**SOURCE PASSAGE**
## START
Just makes one wonder if there is something fishy how the free market supposedly is the most efficient allocator of resources...
Space sounds exciting, sure, but Earth still has enough resources that there aren't any goods that can be produced in space that can't be produced more cheaply on Earth.
That's the problem. I have no better definition. I just have a feeling that the current economics 101 doctrine of free markets just might not be the right answer to all resource allocation problems. (I am vague on purpose who defines what is right and what is wrong. I have no answer to that, either. Just my personal opinion.)
We went to the moon because we could. A few more people may soon go because they can. But moon bases have been 30 years away something like 70 years. On a purely personal basis, I'd love to see it happen. But realistically, we barely have people in low earth orbit.
It's reasonable to argue that we'll get there. But the burden of proof is on the people arguing it, and the "progress is inevitable" handwave is definitely doesn't cut it.
Sure we have the means but we don't have an economically strong answer to "why should we do it"; the most of we have is "it might present some good research opportunities".
Until some breakthrough comes around that needs it or until the costs of running operations on Earth become massive we're stuck here.
Having said that, SpaceX is reducing the cost of putting people on the Moon to values never before imagined possible. If the bill is much lower, someone may consider to pay it and a whole lot of interesting activities become economically viable (even for governments who want to study the Moon). Sadly, for data processing needs, the Moon doesn't look like a great heatsink.
The really exciting thing for the moon/mars isn't what SpaceX has already has finished hardware doing though (lowering launch costs by, optimistically, an order of magnitude), but what they are actively in the process of doing. Developing a ship and rocket that they claim will be able to put on the order of 100 tons on the moon... lowering launch costs by multiple orders of magnitude.
Given their track record, the money they are (visibly) spending on this goal, and the fact that what they say they are going to do seems possible, it is reasonable to think that there is a good chance they will succeed.
The first settlement will probably be a retirement community for millionaires fleeing the chaos on Earth. Billionaires will build and run it.
However, if you look at metrics of economic activity across spans 200, 400, and 600 years after that, you get a far different picture. So basically, your point is intellectually bankrupt. It's based on too little data and uses an entirely inadequate metric.
I would welcome a return to deep space, but there has been no progress towards it recently. The dates are correct.
## END
Data lines
## START
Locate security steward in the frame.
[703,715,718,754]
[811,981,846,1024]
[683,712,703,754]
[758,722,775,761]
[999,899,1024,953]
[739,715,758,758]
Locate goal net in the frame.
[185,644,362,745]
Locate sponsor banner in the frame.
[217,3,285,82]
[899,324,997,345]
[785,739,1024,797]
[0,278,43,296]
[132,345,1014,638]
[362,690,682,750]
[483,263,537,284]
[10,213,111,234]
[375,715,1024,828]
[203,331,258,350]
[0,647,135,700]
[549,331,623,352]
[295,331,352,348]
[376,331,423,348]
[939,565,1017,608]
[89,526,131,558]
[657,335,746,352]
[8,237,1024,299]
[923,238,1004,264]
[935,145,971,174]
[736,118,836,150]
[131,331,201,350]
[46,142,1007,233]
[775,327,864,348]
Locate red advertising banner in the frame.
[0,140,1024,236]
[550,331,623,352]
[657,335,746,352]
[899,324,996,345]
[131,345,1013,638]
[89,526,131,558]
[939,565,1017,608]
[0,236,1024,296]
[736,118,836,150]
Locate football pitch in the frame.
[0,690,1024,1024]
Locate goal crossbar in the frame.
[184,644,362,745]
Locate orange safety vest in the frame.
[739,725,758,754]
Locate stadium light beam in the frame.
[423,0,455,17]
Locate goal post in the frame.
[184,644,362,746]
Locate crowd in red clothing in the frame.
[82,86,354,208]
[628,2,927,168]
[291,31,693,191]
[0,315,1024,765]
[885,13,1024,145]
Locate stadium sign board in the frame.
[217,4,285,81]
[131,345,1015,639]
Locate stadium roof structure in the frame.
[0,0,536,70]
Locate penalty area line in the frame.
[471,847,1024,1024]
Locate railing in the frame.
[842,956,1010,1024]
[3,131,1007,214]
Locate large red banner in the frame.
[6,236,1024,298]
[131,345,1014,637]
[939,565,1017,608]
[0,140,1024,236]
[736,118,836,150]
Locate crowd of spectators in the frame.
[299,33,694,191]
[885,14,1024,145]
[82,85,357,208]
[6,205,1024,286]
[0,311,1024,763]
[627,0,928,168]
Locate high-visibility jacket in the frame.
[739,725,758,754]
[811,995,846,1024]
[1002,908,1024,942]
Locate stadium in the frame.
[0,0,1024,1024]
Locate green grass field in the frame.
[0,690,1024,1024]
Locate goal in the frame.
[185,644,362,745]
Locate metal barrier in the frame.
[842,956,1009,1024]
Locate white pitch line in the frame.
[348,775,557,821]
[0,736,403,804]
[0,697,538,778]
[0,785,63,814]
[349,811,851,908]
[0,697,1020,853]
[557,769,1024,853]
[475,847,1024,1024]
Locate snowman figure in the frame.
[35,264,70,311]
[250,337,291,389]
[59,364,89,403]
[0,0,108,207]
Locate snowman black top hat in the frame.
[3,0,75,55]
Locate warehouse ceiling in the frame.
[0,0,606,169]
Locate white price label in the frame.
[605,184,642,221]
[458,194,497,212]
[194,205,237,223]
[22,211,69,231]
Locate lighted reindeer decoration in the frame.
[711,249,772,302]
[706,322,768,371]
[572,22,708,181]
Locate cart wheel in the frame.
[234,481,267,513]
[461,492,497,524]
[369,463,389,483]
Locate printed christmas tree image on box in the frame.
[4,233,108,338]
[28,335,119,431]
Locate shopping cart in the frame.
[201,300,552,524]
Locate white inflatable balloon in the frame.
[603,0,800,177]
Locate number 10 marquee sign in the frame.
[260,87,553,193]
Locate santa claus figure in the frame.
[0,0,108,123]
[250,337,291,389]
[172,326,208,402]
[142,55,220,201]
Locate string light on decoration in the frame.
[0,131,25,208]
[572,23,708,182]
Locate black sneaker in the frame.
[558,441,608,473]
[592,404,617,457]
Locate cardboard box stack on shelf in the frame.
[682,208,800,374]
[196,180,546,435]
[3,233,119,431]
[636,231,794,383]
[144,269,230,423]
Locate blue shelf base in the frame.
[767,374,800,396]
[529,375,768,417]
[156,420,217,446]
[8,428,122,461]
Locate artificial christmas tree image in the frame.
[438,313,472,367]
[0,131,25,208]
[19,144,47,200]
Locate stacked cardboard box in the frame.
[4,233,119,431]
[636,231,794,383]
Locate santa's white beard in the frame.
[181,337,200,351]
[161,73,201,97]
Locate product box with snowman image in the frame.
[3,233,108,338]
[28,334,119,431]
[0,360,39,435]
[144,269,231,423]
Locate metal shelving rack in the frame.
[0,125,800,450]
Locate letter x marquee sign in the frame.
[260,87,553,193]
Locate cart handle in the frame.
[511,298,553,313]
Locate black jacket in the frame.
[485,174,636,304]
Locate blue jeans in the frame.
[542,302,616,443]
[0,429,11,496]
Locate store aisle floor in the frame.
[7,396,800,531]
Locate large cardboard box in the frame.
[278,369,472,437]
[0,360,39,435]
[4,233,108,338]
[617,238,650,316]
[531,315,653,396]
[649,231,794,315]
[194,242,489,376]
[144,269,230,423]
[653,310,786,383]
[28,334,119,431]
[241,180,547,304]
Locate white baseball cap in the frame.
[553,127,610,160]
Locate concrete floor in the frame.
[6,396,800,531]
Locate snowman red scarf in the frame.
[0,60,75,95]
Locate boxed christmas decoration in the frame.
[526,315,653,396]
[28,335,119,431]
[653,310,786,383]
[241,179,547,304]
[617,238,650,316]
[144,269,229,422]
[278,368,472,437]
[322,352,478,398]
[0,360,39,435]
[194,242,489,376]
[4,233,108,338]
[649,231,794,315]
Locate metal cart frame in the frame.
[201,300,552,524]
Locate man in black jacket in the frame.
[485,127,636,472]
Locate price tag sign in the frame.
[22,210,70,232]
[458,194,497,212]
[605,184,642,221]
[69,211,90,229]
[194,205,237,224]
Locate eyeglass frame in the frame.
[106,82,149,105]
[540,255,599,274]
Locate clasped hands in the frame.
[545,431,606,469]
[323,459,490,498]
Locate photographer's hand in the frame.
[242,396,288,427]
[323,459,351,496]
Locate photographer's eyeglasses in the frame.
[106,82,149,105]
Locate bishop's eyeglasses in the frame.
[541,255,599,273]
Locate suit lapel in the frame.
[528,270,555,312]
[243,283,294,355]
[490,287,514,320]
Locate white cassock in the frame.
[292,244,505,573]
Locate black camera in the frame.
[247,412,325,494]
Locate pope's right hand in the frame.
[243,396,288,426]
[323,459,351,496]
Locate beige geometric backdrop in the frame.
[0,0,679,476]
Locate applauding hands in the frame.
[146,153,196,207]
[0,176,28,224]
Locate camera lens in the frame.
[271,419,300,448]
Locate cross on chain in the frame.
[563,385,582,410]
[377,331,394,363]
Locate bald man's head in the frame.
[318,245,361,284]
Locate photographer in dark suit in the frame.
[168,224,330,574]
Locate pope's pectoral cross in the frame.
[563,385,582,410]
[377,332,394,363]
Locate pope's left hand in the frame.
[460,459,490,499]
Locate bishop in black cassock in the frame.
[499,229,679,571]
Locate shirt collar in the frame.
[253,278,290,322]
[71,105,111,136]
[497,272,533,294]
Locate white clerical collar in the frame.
## END
**GIVEN REQUEST 1**
Count how many lines of the records contain the string "metal", where case counts, and reply with that number only.
**GIVEN REQUEST 2**
Please continue the discussion on the economics of space travel from the point where it stops.
The discussion on the economics of space travel and the records are unrelated material.

**RIGHT ANSWER 1**
3

**RIGHT ANSWER 2**
It might be true that this is not strong enough evidence against either, and that it still remains an open question if recent technological advances on Earth will translate into a return to space, but that's as far as it goes. There's nothing inevitable about it, it depends on what people want.
This is part of being an intellectual: I can insult your point all day. That's perfectly fine. Taking that personally -- not good form.
there has been no progress towards it recently. The dates are correct.
If you were an alien observing earth from orbit, you could have made the same observation ("no progress towards it recently") about ocean going exploration at multiple points, prior to it changing history irrevocably and then exploding in economic and political importance.
There's nothing inevitable about it, it depends on what people want.
In that case, it's likely to happen.
Not at all.
You can criticize any point all day and if someone takes that personal it is indeed not a good form. But "insulting" a point gives the impression (at least to me, and apparently to others) of insulting the person behind it, as you cannot insult a point, only a person. Quite the opposite of "beeing an intellectual".
Why in the world is saying that a point is intellectually bankrupt "insulting" a point versus criticizing it? The point is made that, "This numerical circumstance doesn't indicate exponential growth." However, an analogous numerical circumstance happened at a number of points, and was followed by exponential growth. Clearly, there is something else needed for justification.
gives the impression (at least to me, and apparently to others)
So factually, no one has done anything but criticize a point, and your reaction is all about your feels, by your own admission. If you want to defend the intellectual merits of the point, then actually defend the intellectual merits of the point. This tactic of acting offended, then offering nothing more is wearing thin. I should hope that going forward from 2018, people will generally recognize that kind of activity for what it is.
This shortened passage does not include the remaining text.